====== Material for this task
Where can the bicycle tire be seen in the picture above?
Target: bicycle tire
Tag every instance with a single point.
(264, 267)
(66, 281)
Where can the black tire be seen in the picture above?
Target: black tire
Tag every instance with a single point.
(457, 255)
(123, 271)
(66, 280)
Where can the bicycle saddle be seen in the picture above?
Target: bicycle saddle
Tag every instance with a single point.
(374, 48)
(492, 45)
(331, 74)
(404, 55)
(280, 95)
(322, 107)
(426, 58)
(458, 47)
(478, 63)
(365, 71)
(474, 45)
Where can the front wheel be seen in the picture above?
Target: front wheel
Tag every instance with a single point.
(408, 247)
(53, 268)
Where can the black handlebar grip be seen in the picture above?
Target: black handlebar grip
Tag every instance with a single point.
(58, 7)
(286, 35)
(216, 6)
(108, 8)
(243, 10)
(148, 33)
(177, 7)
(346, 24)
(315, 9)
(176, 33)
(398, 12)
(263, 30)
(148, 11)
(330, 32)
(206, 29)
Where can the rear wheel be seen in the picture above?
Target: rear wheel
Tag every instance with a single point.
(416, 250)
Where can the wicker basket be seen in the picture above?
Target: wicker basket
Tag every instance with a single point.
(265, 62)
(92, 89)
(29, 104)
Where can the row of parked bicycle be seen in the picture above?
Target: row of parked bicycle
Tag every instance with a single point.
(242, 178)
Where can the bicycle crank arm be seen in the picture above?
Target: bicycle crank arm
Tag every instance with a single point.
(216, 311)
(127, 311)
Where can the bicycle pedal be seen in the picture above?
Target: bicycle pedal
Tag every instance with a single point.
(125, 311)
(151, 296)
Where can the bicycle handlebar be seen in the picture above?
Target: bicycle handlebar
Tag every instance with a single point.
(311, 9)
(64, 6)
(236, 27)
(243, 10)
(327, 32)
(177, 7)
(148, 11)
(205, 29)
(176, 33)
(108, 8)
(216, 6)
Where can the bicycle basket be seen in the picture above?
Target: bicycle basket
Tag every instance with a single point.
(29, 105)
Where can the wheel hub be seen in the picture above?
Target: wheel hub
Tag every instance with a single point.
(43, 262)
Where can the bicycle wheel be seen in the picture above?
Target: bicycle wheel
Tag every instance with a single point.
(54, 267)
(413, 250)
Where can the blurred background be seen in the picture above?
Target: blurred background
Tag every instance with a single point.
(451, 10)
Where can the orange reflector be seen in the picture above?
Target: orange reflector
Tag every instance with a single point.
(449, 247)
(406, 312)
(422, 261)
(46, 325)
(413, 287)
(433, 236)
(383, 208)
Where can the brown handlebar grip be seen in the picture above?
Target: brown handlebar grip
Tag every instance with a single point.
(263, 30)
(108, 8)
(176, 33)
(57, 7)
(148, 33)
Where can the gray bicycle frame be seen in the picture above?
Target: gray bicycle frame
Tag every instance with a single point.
============
**Given problem**
Present every one of the rows above as a numbered list, omitting any blank lines.

**Exercise answer**
1. Where can the bicycle tire be seen in the picture above?
2. Target: bicycle tire
3. Tag every instance with a single point.
4. (264, 267)
5. (66, 281)
6. Where can the black tire be seen in the picture above?
7. Target: black tire
8. Tag every instance with a single point.
9. (457, 255)
10. (123, 271)
11. (66, 280)
12. Where can the bicycle saddle be seen in the picture above?
13. Target: bicycle saddle
14. Tag every instance with a single point.
15. (374, 48)
16. (492, 45)
17. (331, 74)
18. (404, 55)
19. (280, 95)
20. (322, 107)
21. (426, 58)
22. (458, 47)
23. (478, 63)
24. (365, 71)
25. (474, 45)
26. Where can the front wheel be seen in the picture above?
27. Target: front wheel
28. Tag every instance with a single point.
29. (408, 247)
30. (53, 268)
31. Where can the black handlebar grip be seen in the picture above?
32. Target: black handlebar grip
33. Tag every instance with a single point.
34. (58, 7)
35. (286, 35)
36. (216, 6)
37. (108, 8)
38. (243, 10)
39. (148, 33)
40. (177, 7)
41. (346, 24)
42. (315, 9)
43. (176, 33)
44. (398, 12)
45. (263, 30)
46. (148, 11)
47. (330, 32)
48. (206, 29)
49. Where can the rear wheel be seen in the picture above?
50. Target: rear wheel
51. Tag every instance with a single point.
52. (416, 250)
53. Where can the wicker basket be seen in the picture above?
54. Target: wicker basket
55. Tag every instance with a single point.
56. (265, 62)
57. (92, 89)
58. (29, 104)
59. Where can the row of parked bicycle be seen in the picture above?
60. Target: row of parked bicycle
61. Tag every instance with a single point.
62. (242, 178)
63. Where can the bicycle crank arm be seen in the picture above?
64. Target: bicycle crank arm
65. Tag every instance with a single point.
66. (216, 311)
67. (127, 311)
68. Where can the bicycle pedal be seen in the picture above?
69. Target: bicycle pedal
70. Tag every instance with a single point.
71. (125, 311)
72. (151, 296)
73. Where can the bicycle handlebar be seen in the picture above?
74. Target: bicycle handlebar
75. Tag every instance with a single point.
76. (311, 9)
77. (64, 6)
78. (236, 27)
79. (243, 10)
80. (327, 32)
81. (177, 7)
82. (148, 11)
83. (205, 29)
84. (176, 33)
85. (108, 8)
86. (216, 6)
87. Where can the bicycle basket be seen in the picture above?
88. Target: bicycle basket
89. Tag every instance with a single point.
90. (29, 105)
91. Where can the wheel hub be seen in the picture above?
92. Target: wheel hub
93. Tag every instance with a single point.
94. (43, 262)
95. Where can the bicycle wheel be seen in the picture above?
96. Target: bicycle wheel
97. Tag every instance with a single point.
98. (54, 267)
99. (413, 250)
100. Where can the blurred background be seen in the picture above?
101. Target: blurred background
102. Tag every instance with a single point.
103. (451, 10)
104. Where can the orange reflector be seen in the picture above?
105. Target: orange reflector
106. Tag every instance with a single point.
107. (449, 247)
108. (406, 312)
109. (422, 261)
110. (46, 325)
111. (413, 287)
112. (433, 236)
113. (383, 208)
114. Where can the brown handlebar grip be seen in the picture above?
115. Target: brown handlebar grip
116. Tag every instance with a single point.
117. (263, 30)
118. (108, 8)
119. (176, 33)
120. (57, 7)
121. (148, 33)
122. Where can the gray bicycle frame be seen in the picture above?
123. Target: gray bicycle frame
124. Tag every instance with a single point.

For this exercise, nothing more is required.